Passage to read:
■ ■ ■ ■

Aims: To characterize the growth, carbon assimilation and quality of Ipomoea aquatica as influenced by magnetic nanoparticles (MNP) application as well as to determine the best rates of iron oxide nanoparticles that give high growth, carbon assimilation and quality of Ipomoea aquatica.
 Study Design: Ipomoea aquatica plants were exposed to four different treatments of magnetic iron oxide nanoparticles (Fe3O4) (0, 50, 100 and 150 mg L-1). The experiment was conducted in a randomized complete block design (RCBD) with 3 replications. One unit of experiment consisted of 8 plants and there were 96 plants used in the experiment.
 Place and Duration of Study: Department of Biology, Faculty of Science, Universiti Putra Malaysia, between March 2018 and July 2018.
 Methodology: The growth parameters measured included: plant height, basal diameter, total leaf number, leaf temperature, total chlorophyll content and plant biomass. The carbon assimilation parameters were measured using IRGA (Infrared Gas Analyzer, LICOR 6400 XT Portable Photosynthesis System). i.e. transpiration rate (E), stomatal conductance and water use efficiency (WUE). The chlorophyll fluorescence were measured by using Pocket PEA that measured maximum efficiency of photosystem ii, (fv/fm), maximum quantum yield of phytochemical and non-photochemical process in photosystem II (fv/fo), minimal fluorescence (fo), performance index (PI) and Density of Reaction Centers Per PSII Antenna Chlorophyll (RC/ABS). Total phenolics and flavonoids contents in leaves were measured using Folin-Ciocalteu method.
 Results: It was observed that plant height, shoot length, plant temperature, total biomass, and total chlorophyll content were significantly influenced (p≤0.05) by the different concentrations of magnetic nanoparticles. The net photosynthetic rate (A), transpiration rate (E), stomatal conductance (gs), maximum efficiency of photosystem II (Fv/fm), maximum quantum yield of phytochemical and non-photochemical process in photosystem II (Fv/fo), performance index and the density of reaction centers per PSII antenna chlorophyll of Ipomoea aquatica were significantly reduced at higher concentration of magnetic nanoparticles. However, water use efficiency and minimal fluorescence value (Fo) of Ipomoea aquatica increased with increase of MNP concentration. In addition, the application of magnetic nanoparticles significantly influenced (P≤0.05) the total flavonoids and total phenolics content in water spinach. Both of these parameters were increased when higher concentration of magnetic nanoparticles was applied to Ipomoea aquatica. This study showed that MNP affected the growth, carbon assimilation and secondary metabolites production of Ipomoea aquatica.
 Conclusion: In conclusion, the higher concentration of magnetic nanoparticles reduced the growth rate and carbon assimilation of water spinach and enhanced the production of secondary metabolites.

■ ■ ■ ■

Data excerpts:
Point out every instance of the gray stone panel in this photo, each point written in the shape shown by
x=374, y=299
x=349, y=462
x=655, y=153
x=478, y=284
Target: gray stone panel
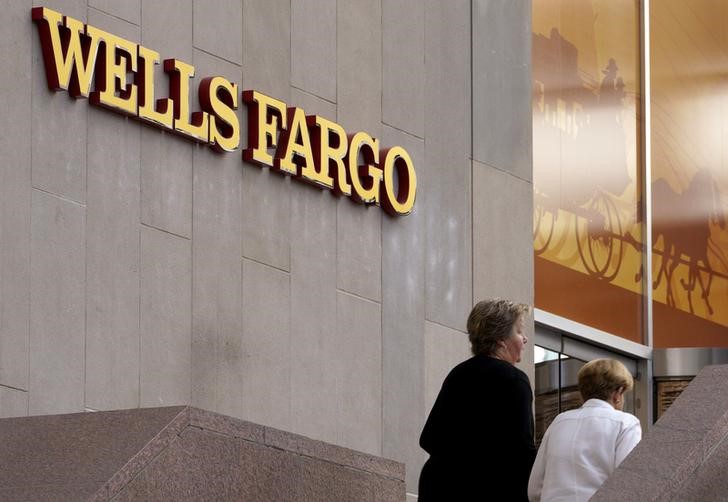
x=502, y=98
x=166, y=199
x=167, y=29
x=15, y=193
x=403, y=65
x=267, y=47
x=403, y=325
x=217, y=324
x=266, y=195
x=502, y=236
x=314, y=397
x=218, y=28
x=266, y=379
x=444, y=349
x=112, y=250
x=166, y=182
x=359, y=368
x=57, y=305
x=13, y=402
x=359, y=102
x=313, y=47
x=447, y=150
x=128, y=10
x=59, y=124
x=359, y=66
x=359, y=249
x=166, y=269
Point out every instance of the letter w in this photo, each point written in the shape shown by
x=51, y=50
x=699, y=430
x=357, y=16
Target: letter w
x=69, y=52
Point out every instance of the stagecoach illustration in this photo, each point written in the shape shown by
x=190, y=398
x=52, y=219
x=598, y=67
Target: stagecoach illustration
x=584, y=156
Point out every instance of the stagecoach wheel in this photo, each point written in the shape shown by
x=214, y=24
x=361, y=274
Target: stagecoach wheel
x=543, y=228
x=599, y=240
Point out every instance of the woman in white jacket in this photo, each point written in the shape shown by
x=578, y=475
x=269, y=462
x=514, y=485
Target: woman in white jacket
x=582, y=447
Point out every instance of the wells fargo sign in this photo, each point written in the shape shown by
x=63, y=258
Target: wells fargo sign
x=308, y=147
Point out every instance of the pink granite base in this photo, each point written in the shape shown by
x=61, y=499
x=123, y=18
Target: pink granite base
x=181, y=453
x=685, y=455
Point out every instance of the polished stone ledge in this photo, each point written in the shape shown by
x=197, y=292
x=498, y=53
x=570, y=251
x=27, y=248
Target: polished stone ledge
x=179, y=453
x=684, y=456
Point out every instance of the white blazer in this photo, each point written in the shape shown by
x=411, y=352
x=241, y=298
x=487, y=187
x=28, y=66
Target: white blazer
x=579, y=451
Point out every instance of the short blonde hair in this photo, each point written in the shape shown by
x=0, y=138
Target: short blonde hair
x=600, y=377
x=491, y=321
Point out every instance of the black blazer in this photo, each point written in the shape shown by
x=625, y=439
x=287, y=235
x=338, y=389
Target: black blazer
x=479, y=434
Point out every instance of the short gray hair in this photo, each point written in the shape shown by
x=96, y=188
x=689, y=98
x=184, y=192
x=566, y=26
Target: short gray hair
x=491, y=321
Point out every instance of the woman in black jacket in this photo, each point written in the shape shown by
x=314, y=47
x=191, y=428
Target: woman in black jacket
x=480, y=431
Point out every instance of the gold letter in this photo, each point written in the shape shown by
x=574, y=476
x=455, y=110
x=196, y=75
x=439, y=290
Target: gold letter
x=225, y=135
x=398, y=204
x=195, y=127
x=369, y=147
x=262, y=133
x=161, y=114
x=119, y=57
x=328, y=159
x=290, y=145
x=70, y=71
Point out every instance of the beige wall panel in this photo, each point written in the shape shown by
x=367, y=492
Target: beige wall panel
x=128, y=10
x=217, y=323
x=502, y=98
x=13, y=403
x=74, y=8
x=359, y=368
x=403, y=65
x=167, y=29
x=313, y=299
x=165, y=319
x=16, y=41
x=112, y=250
x=266, y=381
x=359, y=66
x=359, y=249
x=359, y=104
x=444, y=349
x=57, y=119
x=267, y=46
x=502, y=236
x=166, y=199
x=313, y=47
x=57, y=305
x=266, y=195
x=403, y=324
x=314, y=399
x=166, y=186
x=502, y=246
x=447, y=150
x=218, y=28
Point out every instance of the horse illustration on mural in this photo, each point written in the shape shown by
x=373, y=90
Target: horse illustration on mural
x=685, y=221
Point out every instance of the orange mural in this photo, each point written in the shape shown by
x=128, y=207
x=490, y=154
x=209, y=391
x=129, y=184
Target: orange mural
x=689, y=64
x=588, y=227
x=587, y=177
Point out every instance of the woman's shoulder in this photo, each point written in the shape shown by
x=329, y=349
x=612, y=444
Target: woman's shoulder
x=492, y=367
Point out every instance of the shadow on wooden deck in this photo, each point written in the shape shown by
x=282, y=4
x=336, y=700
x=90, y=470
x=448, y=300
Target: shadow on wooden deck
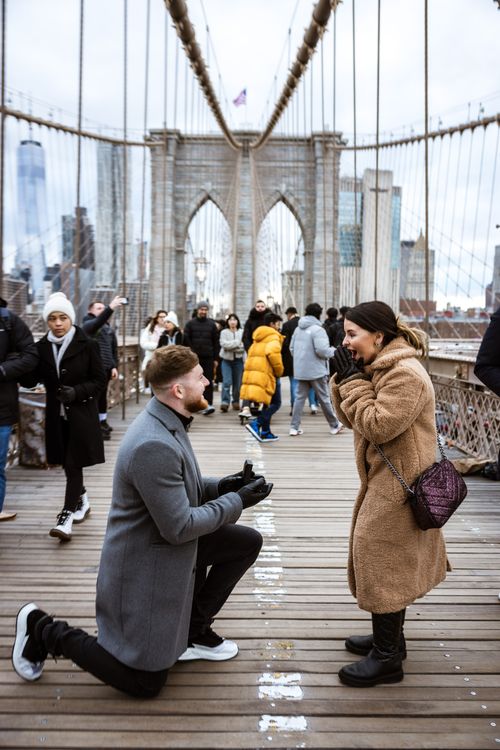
x=290, y=616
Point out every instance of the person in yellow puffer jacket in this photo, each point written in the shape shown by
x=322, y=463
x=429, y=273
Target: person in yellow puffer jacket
x=263, y=369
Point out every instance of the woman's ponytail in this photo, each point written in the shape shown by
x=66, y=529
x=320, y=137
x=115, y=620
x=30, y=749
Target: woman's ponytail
x=414, y=336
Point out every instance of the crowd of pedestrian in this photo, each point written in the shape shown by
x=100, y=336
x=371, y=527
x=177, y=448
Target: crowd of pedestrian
x=172, y=552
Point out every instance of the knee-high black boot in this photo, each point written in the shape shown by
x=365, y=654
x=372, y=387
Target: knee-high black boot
x=383, y=663
x=363, y=644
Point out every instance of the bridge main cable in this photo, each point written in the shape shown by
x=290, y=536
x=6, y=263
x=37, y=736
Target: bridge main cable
x=185, y=30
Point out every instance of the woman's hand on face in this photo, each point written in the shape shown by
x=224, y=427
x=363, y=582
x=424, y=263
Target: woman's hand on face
x=344, y=364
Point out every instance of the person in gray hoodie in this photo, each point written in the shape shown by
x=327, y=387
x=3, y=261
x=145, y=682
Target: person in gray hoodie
x=311, y=351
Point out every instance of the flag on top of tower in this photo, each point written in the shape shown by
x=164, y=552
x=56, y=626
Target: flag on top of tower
x=241, y=98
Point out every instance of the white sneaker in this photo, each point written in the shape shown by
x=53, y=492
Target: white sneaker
x=226, y=650
x=62, y=529
x=82, y=509
x=28, y=670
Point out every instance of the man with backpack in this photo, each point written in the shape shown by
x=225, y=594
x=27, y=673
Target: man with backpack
x=18, y=356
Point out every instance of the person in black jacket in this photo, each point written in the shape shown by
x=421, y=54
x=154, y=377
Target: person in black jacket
x=96, y=325
x=71, y=370
x=202, y=337
x=487, y=367
x=18, y=356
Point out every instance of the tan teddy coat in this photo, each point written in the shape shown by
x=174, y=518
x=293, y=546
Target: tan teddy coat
x=391, y=561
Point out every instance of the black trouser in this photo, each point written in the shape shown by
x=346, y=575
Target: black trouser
x=59, y=639
x=74, y=474
x=208, y=371
x=102, y=401
x=230, y=551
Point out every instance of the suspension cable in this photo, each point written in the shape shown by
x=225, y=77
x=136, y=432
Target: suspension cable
x=76, y=239
x=142, y=259
x=426, y=152
x=377, y=153
x=355, y=144
x=125, y=204
x=2, y=142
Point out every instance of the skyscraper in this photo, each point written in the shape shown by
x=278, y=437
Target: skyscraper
x=32, y=218
x=110, y=223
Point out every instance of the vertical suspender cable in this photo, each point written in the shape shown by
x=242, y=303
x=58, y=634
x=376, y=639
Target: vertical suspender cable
x=125, y=204
x=358, y=260
x=324, y=156
x=335, y=175
x=376, y=153
x=142, y=258
x=77, y=235
x=2, y=142
x=426, y=152
x=164, y=168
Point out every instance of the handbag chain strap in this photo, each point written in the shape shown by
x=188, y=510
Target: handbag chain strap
x=396, y=472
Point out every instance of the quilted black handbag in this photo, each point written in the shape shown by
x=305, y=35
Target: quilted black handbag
x=434, y=495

■ ■ ■ ■

What to work on:
From the abstract on magnetic nanoparticles and water spinach, extract the portion that opens with the words containing "Conclusion: In conclusion, the" and closes with "of secondary metabolites.".

Answer section:
Conclusion: In conclusion, the higher concentration of magnetic nanoparticles reduced the growth rate and carbon assimilation of water spinach and enhanced the production of secondary metabolites.